**What you are asked to do**:
Gather, from the listing beneath this task, every line holding the string "below".

**Available data**:
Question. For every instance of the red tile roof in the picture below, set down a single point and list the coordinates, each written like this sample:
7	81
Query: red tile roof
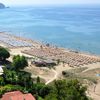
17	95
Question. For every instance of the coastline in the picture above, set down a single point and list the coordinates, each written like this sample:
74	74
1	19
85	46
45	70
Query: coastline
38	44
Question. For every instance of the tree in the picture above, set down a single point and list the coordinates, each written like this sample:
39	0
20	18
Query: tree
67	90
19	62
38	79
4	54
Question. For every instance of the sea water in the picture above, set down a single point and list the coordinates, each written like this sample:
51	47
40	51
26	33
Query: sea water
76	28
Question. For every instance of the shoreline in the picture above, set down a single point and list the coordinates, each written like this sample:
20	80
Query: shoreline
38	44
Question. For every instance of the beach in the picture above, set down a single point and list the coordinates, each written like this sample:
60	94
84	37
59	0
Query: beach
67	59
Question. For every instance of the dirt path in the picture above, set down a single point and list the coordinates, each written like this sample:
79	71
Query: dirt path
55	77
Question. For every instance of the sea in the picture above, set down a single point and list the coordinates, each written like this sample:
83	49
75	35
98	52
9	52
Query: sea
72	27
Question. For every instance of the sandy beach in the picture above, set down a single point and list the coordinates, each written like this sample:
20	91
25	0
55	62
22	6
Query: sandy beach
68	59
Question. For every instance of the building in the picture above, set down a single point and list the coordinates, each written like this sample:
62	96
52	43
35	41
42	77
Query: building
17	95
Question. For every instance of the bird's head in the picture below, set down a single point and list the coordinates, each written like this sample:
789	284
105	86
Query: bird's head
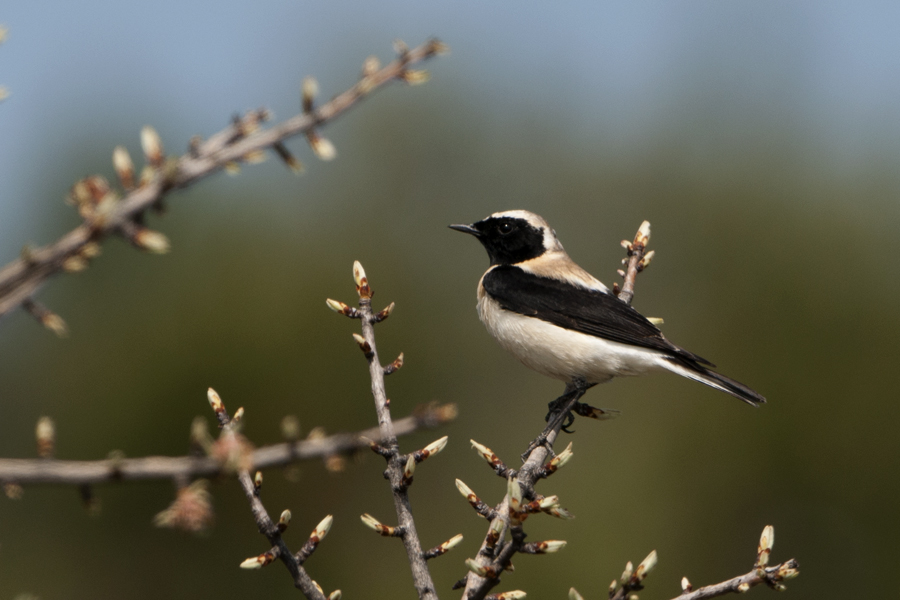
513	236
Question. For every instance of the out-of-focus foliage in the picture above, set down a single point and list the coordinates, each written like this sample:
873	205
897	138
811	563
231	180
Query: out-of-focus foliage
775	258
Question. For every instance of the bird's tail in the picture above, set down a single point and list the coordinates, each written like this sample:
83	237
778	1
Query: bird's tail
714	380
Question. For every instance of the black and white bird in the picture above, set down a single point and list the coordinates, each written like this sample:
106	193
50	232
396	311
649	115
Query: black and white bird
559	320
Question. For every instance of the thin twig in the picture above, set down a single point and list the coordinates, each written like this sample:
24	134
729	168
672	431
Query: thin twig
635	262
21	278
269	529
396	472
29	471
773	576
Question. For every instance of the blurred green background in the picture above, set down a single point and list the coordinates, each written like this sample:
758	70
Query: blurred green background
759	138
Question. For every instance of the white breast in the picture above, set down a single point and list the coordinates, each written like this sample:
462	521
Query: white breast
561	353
==
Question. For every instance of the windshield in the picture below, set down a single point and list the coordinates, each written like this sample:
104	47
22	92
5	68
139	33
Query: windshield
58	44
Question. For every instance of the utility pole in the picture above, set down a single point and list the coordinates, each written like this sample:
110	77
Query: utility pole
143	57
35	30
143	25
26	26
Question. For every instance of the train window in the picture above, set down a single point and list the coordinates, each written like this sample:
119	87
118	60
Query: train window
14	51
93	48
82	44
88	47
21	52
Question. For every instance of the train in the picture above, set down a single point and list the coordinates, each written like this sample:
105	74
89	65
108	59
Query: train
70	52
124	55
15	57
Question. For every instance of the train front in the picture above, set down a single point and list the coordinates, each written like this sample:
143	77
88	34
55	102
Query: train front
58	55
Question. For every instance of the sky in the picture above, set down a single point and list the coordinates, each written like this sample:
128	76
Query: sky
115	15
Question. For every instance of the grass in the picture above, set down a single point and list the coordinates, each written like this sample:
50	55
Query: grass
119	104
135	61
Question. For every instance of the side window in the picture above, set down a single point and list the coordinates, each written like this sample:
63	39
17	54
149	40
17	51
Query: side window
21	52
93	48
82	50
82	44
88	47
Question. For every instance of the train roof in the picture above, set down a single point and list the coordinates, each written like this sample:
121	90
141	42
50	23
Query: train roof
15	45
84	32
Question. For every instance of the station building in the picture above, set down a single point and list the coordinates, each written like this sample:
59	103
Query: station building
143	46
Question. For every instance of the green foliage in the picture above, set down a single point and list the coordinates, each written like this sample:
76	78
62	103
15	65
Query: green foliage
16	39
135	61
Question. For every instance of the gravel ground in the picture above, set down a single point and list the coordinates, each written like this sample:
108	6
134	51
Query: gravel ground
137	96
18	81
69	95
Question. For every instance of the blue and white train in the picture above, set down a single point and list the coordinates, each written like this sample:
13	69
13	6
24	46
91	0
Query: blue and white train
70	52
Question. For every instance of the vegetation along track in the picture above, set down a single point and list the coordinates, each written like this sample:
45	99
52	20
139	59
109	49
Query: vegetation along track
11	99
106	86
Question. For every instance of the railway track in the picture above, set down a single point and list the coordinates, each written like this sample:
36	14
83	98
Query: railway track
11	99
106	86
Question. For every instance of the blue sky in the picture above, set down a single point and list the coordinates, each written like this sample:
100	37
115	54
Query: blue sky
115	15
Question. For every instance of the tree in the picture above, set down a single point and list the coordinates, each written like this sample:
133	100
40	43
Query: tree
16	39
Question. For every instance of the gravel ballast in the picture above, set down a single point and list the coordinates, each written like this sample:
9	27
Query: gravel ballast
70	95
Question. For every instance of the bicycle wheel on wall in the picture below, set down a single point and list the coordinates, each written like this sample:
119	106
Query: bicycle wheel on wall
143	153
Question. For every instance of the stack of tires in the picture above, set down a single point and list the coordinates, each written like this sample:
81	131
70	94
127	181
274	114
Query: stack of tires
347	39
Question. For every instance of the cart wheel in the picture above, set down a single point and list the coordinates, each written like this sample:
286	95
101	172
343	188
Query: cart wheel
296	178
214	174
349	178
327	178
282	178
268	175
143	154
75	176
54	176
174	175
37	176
==
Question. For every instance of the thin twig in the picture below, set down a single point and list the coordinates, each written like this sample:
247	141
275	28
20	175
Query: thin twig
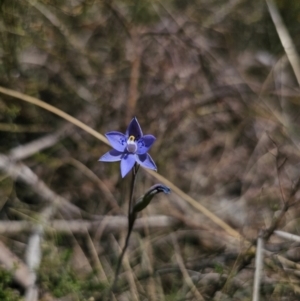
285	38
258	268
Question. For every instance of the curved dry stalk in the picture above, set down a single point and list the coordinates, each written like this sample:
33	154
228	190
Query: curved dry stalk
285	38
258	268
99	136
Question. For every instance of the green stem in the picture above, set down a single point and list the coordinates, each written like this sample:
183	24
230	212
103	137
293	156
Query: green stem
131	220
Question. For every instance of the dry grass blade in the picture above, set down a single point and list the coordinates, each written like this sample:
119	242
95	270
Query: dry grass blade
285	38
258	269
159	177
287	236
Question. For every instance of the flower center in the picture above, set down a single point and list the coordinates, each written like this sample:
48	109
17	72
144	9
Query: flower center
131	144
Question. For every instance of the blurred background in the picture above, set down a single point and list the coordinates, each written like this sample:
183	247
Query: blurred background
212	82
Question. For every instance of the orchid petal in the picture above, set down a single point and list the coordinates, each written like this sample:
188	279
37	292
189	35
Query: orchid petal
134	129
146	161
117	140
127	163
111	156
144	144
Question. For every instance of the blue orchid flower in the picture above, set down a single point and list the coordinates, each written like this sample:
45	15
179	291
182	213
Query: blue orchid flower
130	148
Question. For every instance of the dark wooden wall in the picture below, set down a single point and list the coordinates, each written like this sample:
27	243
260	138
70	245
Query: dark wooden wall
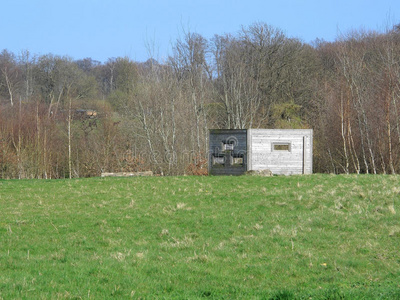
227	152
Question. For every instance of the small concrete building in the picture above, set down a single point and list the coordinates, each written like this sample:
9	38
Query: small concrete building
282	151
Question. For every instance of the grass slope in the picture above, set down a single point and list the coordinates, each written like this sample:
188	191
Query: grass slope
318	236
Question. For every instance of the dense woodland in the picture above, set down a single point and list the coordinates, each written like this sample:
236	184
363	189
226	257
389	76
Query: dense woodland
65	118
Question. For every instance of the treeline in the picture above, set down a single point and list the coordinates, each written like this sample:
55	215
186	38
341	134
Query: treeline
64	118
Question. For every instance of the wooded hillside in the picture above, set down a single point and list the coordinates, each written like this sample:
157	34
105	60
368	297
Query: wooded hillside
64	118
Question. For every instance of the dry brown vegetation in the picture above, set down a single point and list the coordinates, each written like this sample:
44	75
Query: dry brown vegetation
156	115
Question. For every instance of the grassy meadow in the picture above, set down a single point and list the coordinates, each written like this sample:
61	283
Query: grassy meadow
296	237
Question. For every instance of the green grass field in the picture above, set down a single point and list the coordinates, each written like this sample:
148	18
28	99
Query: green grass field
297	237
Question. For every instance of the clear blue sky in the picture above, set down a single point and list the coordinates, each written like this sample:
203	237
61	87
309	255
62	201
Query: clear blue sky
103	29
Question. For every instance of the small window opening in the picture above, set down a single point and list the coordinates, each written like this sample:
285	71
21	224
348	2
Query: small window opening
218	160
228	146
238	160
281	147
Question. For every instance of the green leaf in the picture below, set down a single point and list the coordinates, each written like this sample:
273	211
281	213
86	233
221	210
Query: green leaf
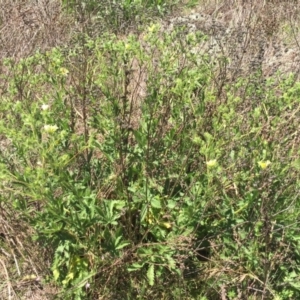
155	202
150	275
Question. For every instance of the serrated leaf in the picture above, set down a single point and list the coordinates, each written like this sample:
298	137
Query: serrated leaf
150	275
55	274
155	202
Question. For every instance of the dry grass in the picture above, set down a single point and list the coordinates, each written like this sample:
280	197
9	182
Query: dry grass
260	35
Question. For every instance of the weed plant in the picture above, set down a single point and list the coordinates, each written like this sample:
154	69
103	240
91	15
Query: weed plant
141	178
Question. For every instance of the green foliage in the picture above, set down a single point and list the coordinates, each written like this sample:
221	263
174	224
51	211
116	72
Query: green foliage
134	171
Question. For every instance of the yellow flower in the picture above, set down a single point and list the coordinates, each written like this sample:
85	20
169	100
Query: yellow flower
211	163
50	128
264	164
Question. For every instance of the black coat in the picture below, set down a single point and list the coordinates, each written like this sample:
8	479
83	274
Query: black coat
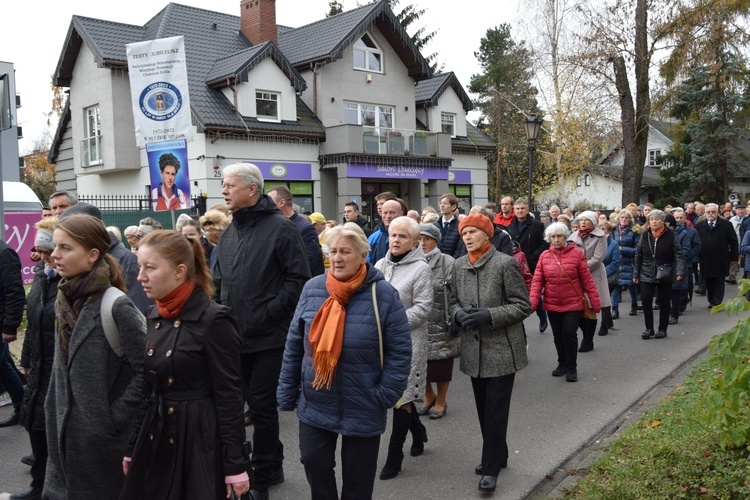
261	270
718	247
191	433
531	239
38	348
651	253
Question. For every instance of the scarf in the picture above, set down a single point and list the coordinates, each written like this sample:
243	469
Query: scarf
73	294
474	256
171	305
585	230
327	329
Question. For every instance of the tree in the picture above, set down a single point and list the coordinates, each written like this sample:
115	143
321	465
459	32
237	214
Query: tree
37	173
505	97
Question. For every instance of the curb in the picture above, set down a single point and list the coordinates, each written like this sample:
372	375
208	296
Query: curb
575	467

**Result for this task**:
Question. For every instance of the red tile roof in the picture below, set down a single point and list the coordinates, each written like this sample:
Question. For every instance of the bird's head in the picture below, set down a single point and list the coordinates, each written like this sample:
Question. For every instance of the windshield in the picture below, set down a single point and list the coordinates, each written like this sample:
Question. For every instance of the bicycle wheel on wall in the picture below, set down a single point and list the coordinates, each written like this sample:
Question. For every instance of the thin twig in the picture below, set down a single point and list the coordinates, each written like this sample:
Question. For every instance of the dark wooden wall in the picture below, set down a single point and list the coordinates, each written like this sample:
Question. For every instance of the green leaf in the picture below, set down a single point and list the coordinates, each written like this sample:
Question. For every instance of the black coat in the picture below, set down a single point and list the coordinates, each written like this sample:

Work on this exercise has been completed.